### Passage provided
------------------------------------------------------------

Daisy Croft, Brighouse

The cottages at Daisy Croft, named after a corn mill which had stood on that site beside the River Calder since the Norman period, were probably already a couple of hundred years old when they were demolished in 1905 to make way for the Brighouse Assembly Rooms and they would once have adjoined the Anchor Inn and faced the Black Swan in Queen Anne’s Square. Sadly this formerly thriving area between Brighouse and Bridge End is today little more than a traffic thoroughfare and car-park in the shadow of the derelict silos of Sugden’s Mill. But in July 1887, Daisy Croft was the location of a curious and macabre episode in Brighouse social history.

At the time, the cottage Number 23, was occupied by Mrs. Sykes and her teenage son, who’d moved into the dwelling a couple of years previously. One day whilst the boy was cleaning in an upstairs room, his attention was drawn to a small vent hole in the ceiling. Squeezing himself through the narrow aperture into the void beyond, amidst the darkness and centuries’ accumulated detritus he was soon startled to run his hand over something which felt very much like bone. Unnerved, he hurriedly returned to the light of the room below, carrying his discovery with him and sure enough, on closer inspection he realised he’d found a human arm and leg bone.

A local physician, Dr. Bond, was summoned and concluded they belonged to the right side of a young human female. He also speculated from the state of preservation that when they were concealed, they probably still had human flesh upon them. The discovery and Bond’s subsequent conjectures caused a great stir in the town. Rumours circulated that it was the skeleton of a young woman who’d disappeared some years previously and that when she was found, she was still wearing a jewelled ring on her bony finger. The frenzy was stoked by the fact that Mrs. Sykes began to display the bones in the cottage and charged admittance to see them, attracting hundreds of visitors per day until the police removed the remains for reburial.

------------------------------------------------------------

### Dataset entries
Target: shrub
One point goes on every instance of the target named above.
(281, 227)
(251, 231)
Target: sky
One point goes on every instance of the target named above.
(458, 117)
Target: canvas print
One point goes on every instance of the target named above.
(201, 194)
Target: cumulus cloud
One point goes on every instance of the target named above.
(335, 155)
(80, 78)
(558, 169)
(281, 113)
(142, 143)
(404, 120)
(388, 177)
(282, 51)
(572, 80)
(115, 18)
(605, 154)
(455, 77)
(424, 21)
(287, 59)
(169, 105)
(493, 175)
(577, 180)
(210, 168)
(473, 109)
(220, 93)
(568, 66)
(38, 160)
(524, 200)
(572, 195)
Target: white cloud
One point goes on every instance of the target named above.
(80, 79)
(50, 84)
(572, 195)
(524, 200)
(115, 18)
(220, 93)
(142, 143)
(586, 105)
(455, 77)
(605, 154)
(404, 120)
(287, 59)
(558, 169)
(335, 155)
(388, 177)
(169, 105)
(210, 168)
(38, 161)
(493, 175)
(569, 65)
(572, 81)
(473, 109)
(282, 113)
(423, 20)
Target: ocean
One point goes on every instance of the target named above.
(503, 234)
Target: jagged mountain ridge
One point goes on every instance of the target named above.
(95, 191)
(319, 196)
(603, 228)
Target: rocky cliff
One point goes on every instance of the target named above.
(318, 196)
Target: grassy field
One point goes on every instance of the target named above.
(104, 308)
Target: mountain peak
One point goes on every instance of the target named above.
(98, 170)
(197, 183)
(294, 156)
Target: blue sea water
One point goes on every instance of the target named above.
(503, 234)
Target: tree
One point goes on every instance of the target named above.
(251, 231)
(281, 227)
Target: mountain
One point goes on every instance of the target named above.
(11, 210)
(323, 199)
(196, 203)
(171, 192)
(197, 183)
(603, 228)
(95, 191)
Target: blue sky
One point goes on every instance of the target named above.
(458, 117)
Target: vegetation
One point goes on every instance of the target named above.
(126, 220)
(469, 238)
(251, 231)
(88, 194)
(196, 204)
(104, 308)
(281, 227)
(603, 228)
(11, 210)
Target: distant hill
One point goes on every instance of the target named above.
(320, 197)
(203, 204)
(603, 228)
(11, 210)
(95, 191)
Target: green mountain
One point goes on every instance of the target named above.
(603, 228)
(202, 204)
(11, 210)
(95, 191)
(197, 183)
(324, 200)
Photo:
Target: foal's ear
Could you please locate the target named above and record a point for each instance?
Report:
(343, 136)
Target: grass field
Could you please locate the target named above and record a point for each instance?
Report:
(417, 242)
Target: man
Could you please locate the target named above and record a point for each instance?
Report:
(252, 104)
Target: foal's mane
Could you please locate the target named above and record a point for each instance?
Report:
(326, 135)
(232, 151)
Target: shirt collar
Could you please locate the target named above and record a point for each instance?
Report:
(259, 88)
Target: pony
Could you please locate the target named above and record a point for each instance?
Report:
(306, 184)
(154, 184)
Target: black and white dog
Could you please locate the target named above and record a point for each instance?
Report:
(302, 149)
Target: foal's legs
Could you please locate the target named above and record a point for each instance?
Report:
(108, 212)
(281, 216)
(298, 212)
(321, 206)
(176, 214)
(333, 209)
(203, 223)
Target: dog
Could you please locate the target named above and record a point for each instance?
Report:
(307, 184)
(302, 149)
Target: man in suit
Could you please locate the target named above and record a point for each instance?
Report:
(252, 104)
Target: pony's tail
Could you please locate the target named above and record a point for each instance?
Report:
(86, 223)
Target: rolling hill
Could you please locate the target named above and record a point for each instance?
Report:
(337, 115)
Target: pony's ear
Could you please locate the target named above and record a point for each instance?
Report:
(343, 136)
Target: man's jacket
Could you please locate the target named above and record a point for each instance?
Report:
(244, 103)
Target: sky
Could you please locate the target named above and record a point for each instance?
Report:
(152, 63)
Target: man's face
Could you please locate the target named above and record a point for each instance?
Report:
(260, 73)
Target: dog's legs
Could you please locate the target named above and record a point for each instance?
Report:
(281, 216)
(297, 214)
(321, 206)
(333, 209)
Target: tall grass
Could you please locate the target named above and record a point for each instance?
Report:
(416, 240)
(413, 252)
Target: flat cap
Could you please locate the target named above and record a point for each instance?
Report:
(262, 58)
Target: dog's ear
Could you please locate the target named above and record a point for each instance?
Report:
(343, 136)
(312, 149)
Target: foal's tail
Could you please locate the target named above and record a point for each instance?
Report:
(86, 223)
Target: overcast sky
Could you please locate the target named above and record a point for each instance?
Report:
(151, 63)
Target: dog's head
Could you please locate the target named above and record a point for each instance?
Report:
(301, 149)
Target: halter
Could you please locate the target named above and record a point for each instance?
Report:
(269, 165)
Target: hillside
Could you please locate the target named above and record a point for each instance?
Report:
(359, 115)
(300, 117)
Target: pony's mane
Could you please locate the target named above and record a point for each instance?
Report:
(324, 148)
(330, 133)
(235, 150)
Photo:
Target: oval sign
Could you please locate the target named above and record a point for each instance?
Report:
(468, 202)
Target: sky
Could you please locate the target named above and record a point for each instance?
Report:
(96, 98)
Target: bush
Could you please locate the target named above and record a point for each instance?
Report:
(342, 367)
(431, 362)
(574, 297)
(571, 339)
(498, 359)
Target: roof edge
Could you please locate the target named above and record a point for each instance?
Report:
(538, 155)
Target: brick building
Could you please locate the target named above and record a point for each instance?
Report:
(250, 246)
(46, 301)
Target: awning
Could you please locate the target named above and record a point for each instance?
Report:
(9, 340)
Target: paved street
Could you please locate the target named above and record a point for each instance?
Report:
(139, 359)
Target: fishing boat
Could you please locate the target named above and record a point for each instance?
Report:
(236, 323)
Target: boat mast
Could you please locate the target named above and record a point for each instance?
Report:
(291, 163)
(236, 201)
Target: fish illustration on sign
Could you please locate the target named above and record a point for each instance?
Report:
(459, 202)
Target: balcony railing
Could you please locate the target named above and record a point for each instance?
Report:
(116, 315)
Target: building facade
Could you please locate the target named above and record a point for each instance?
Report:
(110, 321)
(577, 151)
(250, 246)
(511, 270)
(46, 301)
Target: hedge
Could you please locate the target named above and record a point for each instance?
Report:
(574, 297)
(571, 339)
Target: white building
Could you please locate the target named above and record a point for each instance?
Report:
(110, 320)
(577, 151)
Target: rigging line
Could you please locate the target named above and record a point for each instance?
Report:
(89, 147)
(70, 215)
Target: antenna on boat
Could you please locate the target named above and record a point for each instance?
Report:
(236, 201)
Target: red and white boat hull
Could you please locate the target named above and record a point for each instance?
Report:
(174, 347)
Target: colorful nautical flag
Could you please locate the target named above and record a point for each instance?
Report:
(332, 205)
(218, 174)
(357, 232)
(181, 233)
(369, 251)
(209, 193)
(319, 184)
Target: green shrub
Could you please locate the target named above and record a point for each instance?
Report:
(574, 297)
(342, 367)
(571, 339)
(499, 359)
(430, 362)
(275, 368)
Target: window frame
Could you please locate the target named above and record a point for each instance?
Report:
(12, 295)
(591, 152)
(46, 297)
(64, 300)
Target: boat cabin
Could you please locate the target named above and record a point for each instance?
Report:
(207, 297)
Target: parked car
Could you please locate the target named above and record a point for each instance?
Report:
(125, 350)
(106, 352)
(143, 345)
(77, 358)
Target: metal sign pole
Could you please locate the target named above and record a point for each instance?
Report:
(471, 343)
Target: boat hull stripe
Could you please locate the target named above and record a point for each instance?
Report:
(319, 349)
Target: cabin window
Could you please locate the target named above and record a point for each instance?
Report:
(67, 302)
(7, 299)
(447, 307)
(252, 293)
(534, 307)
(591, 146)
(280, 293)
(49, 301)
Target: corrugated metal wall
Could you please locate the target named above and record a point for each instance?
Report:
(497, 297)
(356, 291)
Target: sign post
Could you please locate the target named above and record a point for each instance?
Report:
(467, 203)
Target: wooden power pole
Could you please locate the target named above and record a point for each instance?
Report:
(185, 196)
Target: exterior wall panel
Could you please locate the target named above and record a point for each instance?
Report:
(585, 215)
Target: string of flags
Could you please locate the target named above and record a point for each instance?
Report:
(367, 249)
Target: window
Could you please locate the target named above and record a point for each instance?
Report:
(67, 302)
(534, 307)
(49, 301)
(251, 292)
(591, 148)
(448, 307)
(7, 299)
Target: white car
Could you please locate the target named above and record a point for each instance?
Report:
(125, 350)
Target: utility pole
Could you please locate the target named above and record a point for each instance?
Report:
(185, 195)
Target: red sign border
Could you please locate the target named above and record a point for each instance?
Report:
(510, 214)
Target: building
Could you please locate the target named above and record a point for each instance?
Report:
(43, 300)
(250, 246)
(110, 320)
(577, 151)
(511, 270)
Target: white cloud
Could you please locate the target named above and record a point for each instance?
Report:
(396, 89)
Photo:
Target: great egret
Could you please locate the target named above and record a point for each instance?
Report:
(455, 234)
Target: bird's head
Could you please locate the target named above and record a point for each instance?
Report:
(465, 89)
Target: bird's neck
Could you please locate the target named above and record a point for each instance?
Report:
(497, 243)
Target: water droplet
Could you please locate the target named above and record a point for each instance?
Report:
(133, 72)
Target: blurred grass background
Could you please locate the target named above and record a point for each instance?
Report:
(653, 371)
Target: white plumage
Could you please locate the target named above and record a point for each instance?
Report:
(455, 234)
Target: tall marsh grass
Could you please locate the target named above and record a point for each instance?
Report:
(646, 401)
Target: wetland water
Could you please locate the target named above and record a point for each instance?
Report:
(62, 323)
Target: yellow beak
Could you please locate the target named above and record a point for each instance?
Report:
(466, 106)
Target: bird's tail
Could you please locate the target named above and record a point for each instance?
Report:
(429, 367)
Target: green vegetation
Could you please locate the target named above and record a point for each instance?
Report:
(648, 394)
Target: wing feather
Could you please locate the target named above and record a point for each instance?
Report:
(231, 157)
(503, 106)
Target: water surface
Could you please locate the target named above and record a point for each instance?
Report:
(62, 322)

------------------------------------------------------------

### Exercise instructions
(A) In the passage about Daisy Croft, in what year were the cottages demolished?
(B) Using the passage about Daisy Croft, decide whether each statement agrees with it: (i) Mrs. Sykes herself found the bones while cleaning upstairs. (ii) Dr. Bond concluded the bones came from the right side of a young female. (iii) The police let Mrs. Sykes keep the bones on display.
(C) Extend the passage about the bones found at Daisy Croft, beginning after its final sentence.

### Responses to the tasks
(A) They were demolished in 1905.

(B)
(i) No: "One day whilst the boy was cleaning in an upstairs room"
(ii) Yes: "concluded they belonged to the right side of a young human female"
(iii) No: "until the police removed the remains for reburial"

(C)
Subsequent investigation revealed, however, that the truth was less grisly than many had supposed at the time, although no less bizarre. It transpired that in the early 19th Century the cottage had been used as the surgery of one Doctor Hopkinson. He was regarded in his day as a specialist in a number of diseases but he was also known for having a drink problem and a morbid sense of humour. Some of the older people in the town recalled that he kept a human skeleton in his consulting room and when he was under the influence of alcohol, would delight in using it to terrify his young and elderly patients. Unsurprisingly, the police concluded the bones were most likely to have been left there by Hopkinson, maybe by accident or maybe as some further practical joke from beyond the grave.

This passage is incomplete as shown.